### Brief
Whenever a line in the records below contains "form", pick it out.

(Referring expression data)
──────────

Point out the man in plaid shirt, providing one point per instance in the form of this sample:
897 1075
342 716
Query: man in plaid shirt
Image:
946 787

──────────

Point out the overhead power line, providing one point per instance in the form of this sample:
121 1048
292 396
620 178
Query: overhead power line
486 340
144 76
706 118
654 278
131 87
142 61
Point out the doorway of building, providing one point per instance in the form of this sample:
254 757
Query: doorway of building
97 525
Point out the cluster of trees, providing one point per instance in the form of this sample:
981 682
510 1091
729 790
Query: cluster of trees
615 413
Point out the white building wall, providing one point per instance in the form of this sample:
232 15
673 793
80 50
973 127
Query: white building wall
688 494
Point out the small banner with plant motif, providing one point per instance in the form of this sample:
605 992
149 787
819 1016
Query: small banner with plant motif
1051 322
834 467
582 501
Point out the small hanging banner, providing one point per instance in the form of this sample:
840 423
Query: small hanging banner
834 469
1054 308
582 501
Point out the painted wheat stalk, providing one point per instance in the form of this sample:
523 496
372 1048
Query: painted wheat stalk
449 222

──────────

### Answer below
Point out the man in plaid shirt, providing one point per instance in the form of this sample:
Point out the overhead power line, providing one point per instance in the form of this sample:
Point out the doorway of building, providing one point per instance in the form of this sample:
Point out the cluster of trees, providing one point per instance in the form of this sample:
Point out the white building wall, providing one point per instance in the form of this sample:
Point out the small banner with plant motif, providing one point per instance in the form of this sample:
Point out the small hanging banner, providing one point per instance in the form of this sample:
Point out the painted wheat stalk, providing one point per instance in the form of this sample:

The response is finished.